▶ [DIRECTIVE]:
Recast the stretch of the listing below from the line containing "Ground truth says the white" through the end of the listing as a JSON list of strings, one string per line, skipping blank lines.

(Some records)

Start

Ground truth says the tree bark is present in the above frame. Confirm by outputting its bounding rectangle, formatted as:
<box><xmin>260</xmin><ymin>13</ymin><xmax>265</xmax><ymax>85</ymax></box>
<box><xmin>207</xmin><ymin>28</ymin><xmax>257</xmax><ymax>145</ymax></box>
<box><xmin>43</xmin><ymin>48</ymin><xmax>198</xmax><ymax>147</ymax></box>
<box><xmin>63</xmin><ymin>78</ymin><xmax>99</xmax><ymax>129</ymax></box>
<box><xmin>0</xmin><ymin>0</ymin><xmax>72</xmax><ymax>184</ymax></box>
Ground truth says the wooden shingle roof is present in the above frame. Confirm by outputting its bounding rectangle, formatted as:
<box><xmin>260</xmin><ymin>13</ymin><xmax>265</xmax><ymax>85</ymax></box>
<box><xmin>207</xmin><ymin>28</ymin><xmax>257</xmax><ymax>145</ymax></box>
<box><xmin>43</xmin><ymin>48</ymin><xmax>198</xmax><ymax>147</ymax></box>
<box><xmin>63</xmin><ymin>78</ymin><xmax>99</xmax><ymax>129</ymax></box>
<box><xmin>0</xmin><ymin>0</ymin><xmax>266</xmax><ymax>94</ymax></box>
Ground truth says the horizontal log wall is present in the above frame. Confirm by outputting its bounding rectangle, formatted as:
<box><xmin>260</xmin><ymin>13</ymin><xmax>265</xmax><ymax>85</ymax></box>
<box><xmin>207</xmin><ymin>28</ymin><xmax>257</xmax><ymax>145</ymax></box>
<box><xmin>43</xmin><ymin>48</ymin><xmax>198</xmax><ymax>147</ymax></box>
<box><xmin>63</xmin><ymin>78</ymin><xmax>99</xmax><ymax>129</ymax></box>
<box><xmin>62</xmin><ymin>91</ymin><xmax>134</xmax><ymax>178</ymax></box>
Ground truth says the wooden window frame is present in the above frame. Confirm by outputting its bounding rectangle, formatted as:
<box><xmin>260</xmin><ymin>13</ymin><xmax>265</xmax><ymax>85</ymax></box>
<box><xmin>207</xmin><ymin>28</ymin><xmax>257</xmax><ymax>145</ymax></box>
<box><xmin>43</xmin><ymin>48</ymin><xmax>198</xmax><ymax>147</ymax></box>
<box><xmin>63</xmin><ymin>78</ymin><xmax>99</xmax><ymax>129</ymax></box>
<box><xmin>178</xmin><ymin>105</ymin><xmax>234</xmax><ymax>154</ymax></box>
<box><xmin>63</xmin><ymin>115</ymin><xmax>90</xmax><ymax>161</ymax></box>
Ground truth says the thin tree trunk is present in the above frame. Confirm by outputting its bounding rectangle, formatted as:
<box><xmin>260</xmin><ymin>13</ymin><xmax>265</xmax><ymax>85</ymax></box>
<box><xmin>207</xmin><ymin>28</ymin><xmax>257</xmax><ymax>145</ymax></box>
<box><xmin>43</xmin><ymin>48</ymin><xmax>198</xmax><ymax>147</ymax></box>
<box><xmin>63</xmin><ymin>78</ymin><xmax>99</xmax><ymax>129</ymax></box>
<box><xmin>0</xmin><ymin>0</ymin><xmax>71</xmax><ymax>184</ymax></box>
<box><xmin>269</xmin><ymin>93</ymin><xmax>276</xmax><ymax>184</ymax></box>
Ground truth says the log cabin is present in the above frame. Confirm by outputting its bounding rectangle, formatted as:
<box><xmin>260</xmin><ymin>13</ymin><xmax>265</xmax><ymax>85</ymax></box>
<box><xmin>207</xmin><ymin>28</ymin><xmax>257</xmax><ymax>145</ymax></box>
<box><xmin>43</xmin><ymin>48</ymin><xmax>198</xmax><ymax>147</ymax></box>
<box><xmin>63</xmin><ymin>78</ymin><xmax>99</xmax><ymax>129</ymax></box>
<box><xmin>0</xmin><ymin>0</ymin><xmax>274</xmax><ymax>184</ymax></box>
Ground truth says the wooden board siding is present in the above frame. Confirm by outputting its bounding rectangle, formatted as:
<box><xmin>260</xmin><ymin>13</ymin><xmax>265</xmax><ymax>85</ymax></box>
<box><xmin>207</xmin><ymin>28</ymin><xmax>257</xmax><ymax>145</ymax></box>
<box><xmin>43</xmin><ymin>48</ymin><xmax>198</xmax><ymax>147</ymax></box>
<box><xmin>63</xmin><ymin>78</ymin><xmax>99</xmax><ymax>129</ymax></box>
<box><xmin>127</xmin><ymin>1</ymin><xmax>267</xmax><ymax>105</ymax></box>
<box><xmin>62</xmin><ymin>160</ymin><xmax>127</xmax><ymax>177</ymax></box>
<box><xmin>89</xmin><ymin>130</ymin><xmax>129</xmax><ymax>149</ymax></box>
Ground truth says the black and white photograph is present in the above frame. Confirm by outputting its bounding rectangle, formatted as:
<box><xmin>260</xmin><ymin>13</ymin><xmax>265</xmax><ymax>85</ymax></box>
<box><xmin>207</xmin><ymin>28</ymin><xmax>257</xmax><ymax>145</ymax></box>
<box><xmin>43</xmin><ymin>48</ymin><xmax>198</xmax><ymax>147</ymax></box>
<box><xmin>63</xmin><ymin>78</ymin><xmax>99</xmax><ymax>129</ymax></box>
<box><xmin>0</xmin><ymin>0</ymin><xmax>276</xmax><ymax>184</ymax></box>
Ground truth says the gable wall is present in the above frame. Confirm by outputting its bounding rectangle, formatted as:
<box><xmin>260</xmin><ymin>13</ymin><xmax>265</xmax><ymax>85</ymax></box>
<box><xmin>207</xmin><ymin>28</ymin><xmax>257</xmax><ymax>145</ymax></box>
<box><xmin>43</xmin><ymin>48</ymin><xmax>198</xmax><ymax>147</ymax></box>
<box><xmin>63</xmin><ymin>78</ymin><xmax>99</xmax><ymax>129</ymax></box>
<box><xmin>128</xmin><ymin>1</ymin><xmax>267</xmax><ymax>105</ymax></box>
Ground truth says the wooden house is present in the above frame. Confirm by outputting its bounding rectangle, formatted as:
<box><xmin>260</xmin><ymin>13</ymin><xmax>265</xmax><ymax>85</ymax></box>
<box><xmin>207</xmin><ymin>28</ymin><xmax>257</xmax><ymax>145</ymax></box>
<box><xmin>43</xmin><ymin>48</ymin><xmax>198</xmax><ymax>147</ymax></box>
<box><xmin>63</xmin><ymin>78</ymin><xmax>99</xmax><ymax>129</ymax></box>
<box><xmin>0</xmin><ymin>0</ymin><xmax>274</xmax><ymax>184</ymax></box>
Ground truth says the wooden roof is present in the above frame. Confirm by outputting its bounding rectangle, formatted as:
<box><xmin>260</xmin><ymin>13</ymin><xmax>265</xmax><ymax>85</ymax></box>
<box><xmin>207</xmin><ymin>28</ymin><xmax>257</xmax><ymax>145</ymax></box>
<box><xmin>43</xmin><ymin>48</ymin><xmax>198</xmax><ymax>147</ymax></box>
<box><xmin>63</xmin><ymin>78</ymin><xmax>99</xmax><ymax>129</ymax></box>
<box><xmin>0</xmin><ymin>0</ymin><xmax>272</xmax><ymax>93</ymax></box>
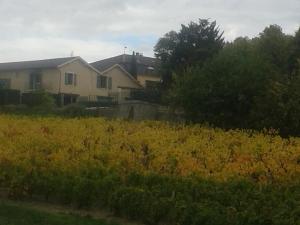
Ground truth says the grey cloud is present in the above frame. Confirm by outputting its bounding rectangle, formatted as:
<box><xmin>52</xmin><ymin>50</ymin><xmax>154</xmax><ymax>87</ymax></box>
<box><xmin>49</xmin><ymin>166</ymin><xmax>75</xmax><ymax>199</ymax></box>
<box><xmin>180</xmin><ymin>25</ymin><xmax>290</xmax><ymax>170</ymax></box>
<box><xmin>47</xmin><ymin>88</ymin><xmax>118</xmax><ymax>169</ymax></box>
<box><xmin>0</xmin><ymin>0</ymin><xmax>300</xmax><ymax>61</ymax></box>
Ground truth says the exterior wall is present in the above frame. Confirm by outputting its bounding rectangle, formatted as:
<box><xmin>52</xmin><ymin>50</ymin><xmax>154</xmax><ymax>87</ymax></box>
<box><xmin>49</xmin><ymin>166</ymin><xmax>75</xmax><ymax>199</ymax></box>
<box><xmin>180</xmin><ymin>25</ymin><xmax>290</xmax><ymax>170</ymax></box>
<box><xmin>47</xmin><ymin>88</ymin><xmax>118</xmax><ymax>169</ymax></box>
<box><xmin>104</xmin><ymin>67</ymin><xmax>141</xmax><ymax>102</ymax></box>
<box><xmin>104</xmin><ymin>67</ymin><xmax>141</xmax><ymax>92</ymax></box>
<box><xmin>59</xmin><ymin>60</ymin><xmax>108</xmax><ymax>101</ymax></box>
<box><xmin>137</xmin><ymin>74</ymin><xmax>160</xmax><ymax>87</ymax></box>
<box><xmin>0</xmin><ymin>69</ymin><xmax>59</xmax><ymax>93</ymax></box>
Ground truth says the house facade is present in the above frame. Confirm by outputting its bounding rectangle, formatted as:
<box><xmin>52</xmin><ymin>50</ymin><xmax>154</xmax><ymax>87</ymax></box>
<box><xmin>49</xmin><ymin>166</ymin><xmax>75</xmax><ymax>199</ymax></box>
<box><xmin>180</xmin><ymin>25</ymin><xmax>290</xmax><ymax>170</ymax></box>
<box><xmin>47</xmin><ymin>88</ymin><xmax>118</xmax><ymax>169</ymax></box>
<box><xmin>0</xmin><ymin>57</ymin><xmax>126</xmax><ymax>104</ymax></box>
<box><xmin>102</xmin><ymin>64</ymin><xmax>143</xmax><ymax>102</ymax></box>
<box><xmin>91</xmin><ymin>53</ymin><xmax>161</xmax><ymax>88</ymax></box>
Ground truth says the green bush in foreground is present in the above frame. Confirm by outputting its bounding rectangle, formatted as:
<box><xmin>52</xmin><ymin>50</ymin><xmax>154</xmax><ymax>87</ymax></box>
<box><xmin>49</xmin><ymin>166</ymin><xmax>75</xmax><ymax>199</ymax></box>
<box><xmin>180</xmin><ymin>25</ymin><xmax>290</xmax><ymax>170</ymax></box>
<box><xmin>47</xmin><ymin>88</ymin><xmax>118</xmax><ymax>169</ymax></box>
<box><xmin>1</xmin><ymin>167</ymin><xmax>300</xmax><ymax>225</ymax></box>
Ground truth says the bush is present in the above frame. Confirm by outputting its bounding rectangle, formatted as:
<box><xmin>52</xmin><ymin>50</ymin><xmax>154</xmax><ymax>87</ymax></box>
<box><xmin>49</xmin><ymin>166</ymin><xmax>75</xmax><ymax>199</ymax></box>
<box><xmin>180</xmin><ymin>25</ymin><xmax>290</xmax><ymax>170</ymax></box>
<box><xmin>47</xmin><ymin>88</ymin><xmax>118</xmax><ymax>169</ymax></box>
<box><xmin>0</xmin><ymin>89</ymin><xmax>21</xmax><ymax>105</ymax></box>
<box><xmin>22</xmin><ymin>91</ymin><xmax>55</xmax><ymax>108</ymax></box>
<box><xmin>58</xmin><ymin>103</ymin><xmax>89</xmax><ymax>117</ymax></box>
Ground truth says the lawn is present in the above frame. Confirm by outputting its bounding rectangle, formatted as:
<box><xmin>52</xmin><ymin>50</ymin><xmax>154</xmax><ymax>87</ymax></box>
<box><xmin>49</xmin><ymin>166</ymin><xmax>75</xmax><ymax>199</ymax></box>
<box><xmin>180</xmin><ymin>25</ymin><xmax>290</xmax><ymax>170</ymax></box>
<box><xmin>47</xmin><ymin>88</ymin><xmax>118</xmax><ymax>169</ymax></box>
<box><xmin>0</xmin><ymin>201</ymin><xmax>116</xmax><ymax>225</ymax></box>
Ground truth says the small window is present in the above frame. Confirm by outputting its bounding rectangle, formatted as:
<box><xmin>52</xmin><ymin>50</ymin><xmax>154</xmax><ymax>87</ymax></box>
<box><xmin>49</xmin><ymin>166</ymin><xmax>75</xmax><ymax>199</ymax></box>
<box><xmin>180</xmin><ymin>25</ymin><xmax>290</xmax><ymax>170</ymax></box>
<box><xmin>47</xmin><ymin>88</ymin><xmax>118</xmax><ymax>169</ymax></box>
<box><xmin>108</xmin><ymin>77</ymin><xmax>112</xmax><ymax>90</ymax></box>
<box><xmin>30</xmin><ymin>72</ymin><xmax>42</xmax><ymax>90</ymax></box>
<box><xmin>65</xmin><ymin>72</ymin><xmax>77</xmax><ymax>86</ymax></box>
<box><xmin>97</xmin><ymin>75</ymin><xmax>107</xmax><ymax>88</ymax></box>
<box><xmin>0</xmin><ymin>79</ymin><xmax>10</xmax><ymax>89</ymax></box>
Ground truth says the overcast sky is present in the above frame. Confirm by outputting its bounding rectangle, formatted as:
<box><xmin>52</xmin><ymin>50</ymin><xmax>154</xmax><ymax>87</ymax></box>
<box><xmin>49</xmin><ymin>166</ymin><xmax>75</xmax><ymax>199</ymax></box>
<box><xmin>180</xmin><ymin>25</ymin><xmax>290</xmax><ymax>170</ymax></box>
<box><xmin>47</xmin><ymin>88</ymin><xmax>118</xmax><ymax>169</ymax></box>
<box><xmin>0</xmin><ymin>0</ymin><xmax>300</xmax><ymax>62</ymax></box>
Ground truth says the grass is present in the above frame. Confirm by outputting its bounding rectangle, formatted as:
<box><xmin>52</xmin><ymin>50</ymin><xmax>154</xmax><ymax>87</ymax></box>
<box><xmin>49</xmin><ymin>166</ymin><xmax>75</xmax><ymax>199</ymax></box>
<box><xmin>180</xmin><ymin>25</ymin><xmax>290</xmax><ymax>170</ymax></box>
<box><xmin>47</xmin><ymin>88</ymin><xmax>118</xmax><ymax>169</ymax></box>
<box><xmin>0</xmin><ymin>201</ymin><xmax>117</xmax><ymax>225</ymax></box>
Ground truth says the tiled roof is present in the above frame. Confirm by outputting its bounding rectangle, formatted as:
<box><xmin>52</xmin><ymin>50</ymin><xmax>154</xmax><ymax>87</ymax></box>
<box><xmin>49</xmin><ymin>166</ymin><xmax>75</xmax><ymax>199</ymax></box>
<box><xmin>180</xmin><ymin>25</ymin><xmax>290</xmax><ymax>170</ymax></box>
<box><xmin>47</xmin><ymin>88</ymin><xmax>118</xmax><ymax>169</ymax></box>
<box><xmin>91</xmin><ymin>54</ymin><xmax>158</xmax><ymax>72</ymax></box>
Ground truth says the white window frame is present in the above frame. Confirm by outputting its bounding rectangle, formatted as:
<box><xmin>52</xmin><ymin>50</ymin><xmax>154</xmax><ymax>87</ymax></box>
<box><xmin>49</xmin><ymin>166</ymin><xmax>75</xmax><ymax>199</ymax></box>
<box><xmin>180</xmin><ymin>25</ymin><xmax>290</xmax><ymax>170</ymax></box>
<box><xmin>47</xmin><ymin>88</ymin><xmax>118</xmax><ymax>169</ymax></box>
<box><xmin>65</xmin><ymin>72</ymin><xmax>77</xmax><ymax>86</ymax></box>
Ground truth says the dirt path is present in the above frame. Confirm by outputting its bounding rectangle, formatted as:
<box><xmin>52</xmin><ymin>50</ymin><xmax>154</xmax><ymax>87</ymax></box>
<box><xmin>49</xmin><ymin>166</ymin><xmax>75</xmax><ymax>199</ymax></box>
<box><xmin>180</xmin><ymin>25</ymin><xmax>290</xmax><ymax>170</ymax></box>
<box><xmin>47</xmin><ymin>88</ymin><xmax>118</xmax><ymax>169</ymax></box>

End

▶ [SOLUTION TO THE EXERCISE]:
[
  "Ground truth says the white window frame is present in the above frame. Confirm by outputting its bounding rectangle, formatted as:",
  "<box><xmin>52</xmin><ymin>50</ymin><xmax>154</xmax><ymax>87</ymax></box>",
  "<box><xmin>49</xmin><ymin>166</ymin><xmax>75</xmax><ymax>199</ymax></box>",
  "<box><xmin>180</xmin><ymin>25</ymin><xmax>290</xmax><ymax>170</ymax></box>",
  "<box><xmin>47</xmin><ymin>88</ymin><xmax>118</xmax><ymax>169</ymax></box>",
  "<box><xmin>65</xmin><ymin>72</ymin><xmax>77</xmax><ymax>86</ymax></box>",
  "Ground truth says the dirt path is present in the above frame. Confirm by outputting its bounding rectangle, formatted as:",
  "<box><xmin>52</xmin><ymin>50</ymin><xmax>154</xmax><ymax>87</ymax></box>",
  "<box><xmin>49</xmin><ymin>166</ymin><xmax>75</xmax><ymax>199</ymax></box>",
  "<box><xmin>180</xmin><ymin>25</ymin><xmax>290</xmax><ymax>170</ymax></box>",
  "<box><xmin>47</xmin><ymin>88</ymin><xmax>118</xmax><ymax>169</ymax></box>"
]